Gli Stati Uniti d’America hanno indubbiamente conosciuto, lungo i loro quasi 242 anni di storia, grandi presidenti. Ed ormai da quasi un anno sono governati da un presidente che grande sicuramente non è – anzi, da un presidente che non perde occasione per dar prova d’una piccineria senza fondo – ma che, in compenso, “ce l’ha più grande”. Non vi è infatti dubbio alcuno: dotato d’un ego tanto sproporzionato quanto, in ultima analisi, infantilmente fragile, Donald J. Trump, 46esimo presidente degli Stati Uniti d’America per volontà d’una minoranza degli elettori, è ossessionato dalle dimensioni di tutto quel gli appartiene. A cominciare ovviamente – come qualunque psichiatra dilettante può facilmente intuire – da quelli che considera i simboli della sua virilità.

Ultimo – e francamente agghiacciante – caso di questa galoppante forma di “iocelhopiugrandismo”, quella che, nell’ultima delle performance via Twitter del presidente Usa, fa riferimento alle dimensioni ed alla potenza del “bottone nucleare”. I fatti sono noti. Due giorni fa, il leader massimo della Corea del Nord, Kim Jong-Un (un altro caso d’indubbio interesse psichiatrico) aveva rammentato come il territorio degli Stati Uniti sia ormai alla portata dei suoi missili nucleari. E, pur sottolineando la “natura difensiva” del suo arsenale atomico, aveva ricordato come sulla scrivania del suo ufficio sempre abbia a portata di mano un “bottone nucleare”. Pressoché immediata ed a suo modo tragicamente scontata, la risposta di Donald Trump. Non c’è nessuno in Nord Corea – si è chiesto in uno dei suoi tweet notturni il presidente Usa – capace di far presente a Kim Jong-Un che “anch’io ho un bottone nuleare” e che “il mio è molto più grande e potente del suo”?

Lo confesso: di primo acchito avevo pensato si trattasse d’uno scherzo, d’una di quelle “fake news” – palesi e molto salutari in questo caso – che da sempre alimentano la satira politica. Solo un paio di mesi or sono m’era capitato di seguire in TV un programma – Real Time” con il comico Bill Maher – nel quale proprio in questi termini si spiegava la querelle tra “Rocket Man” (l’uomo razzo come Trump ebbe a definire Kim in un allucinante discorso di fronte all’Assemblea dell’Onu) e l’attuale presidente Usa. Ovvero: come una “micropenis competition”, una disputa tra adolescenti complessati in merito alla lunghezza del proprio organo virile. L’illusione non è però durata che un breve istante. Quel tweet, infatti, non solo era autentico, ma nella sua autenticità non era che l’ennesima terrificante e coerente prova del fatto che proprio lungo il filo d’una “micropenis competition” corrono oggi i destini del mondo.

▸ Dettagli esercizio
Ripeta parola per parola dal testo fornito tutto ciò che va da «Gli Stati Uniti d’America hanno» fino a «della sua virilità.», estremi compresi. Le voci riportate di seguito non hanno alcun legame con il testo fornito.

▸ Dati grezzi

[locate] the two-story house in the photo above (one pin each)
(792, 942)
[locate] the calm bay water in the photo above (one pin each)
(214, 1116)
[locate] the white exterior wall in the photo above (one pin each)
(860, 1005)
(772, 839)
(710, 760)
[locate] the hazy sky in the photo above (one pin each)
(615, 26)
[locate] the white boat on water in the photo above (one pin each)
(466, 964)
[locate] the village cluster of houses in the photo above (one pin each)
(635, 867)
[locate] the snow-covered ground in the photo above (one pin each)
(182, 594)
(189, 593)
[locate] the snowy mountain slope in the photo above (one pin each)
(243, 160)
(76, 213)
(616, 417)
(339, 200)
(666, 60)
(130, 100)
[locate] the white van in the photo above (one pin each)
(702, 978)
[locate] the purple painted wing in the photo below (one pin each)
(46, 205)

--

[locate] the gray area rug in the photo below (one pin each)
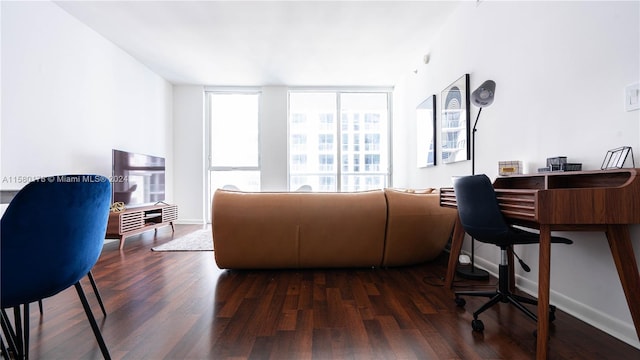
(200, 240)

▸ Risultato dell'esercizio
Gli Stati Uniti d’America hanno indubbiamente conosciuto, lungo i loro quasi 242 anni di storia, grandi presidenti. Ed ormai da quasi un anno sono governati da un presidente che grande sicuramente non è – anzi, da un presidente che non perde occasione per dar prova d’una piccineria senza fondo – ma che, in compenso, “ce l’ha più grande”. Non vi è infatti dubbio alcuno: dotato d’un ego tanto sproporzionato quanto, in ultima analisi, infantilmente fragile, Donald J. Trump, 46esimo presidente degli Stati Uniti d’America per volontà d’una minoranza degli elettori, è ossessionato dalle dimensioni di tutto quel gli appartiene. A cominciare ovviamente – come qualunque psichiatra dilettante può facilmente intuire – da quelli che considera i simboli della sua virilità.